TASK REQUIREMENTS
Give again every line from the one with "# sample output" through the last line of the data, exactly, and leave out the lines before it.

*** Opening EXERCISE MATERIALS ***

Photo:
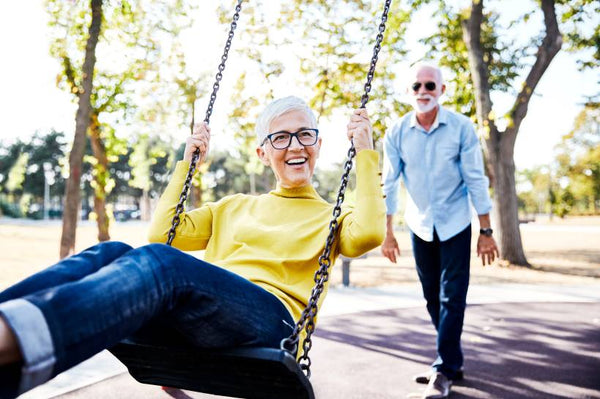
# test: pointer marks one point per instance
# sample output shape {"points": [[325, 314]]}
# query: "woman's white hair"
{"points": [[278, 108]]}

*** Closing EXERCISE MATERIALS ***

OUTPUT OF THE TASK
# sample output shape {"points": [[325, 314]]}
# query: "woman's white hair"
{"points": [[278, 108]]}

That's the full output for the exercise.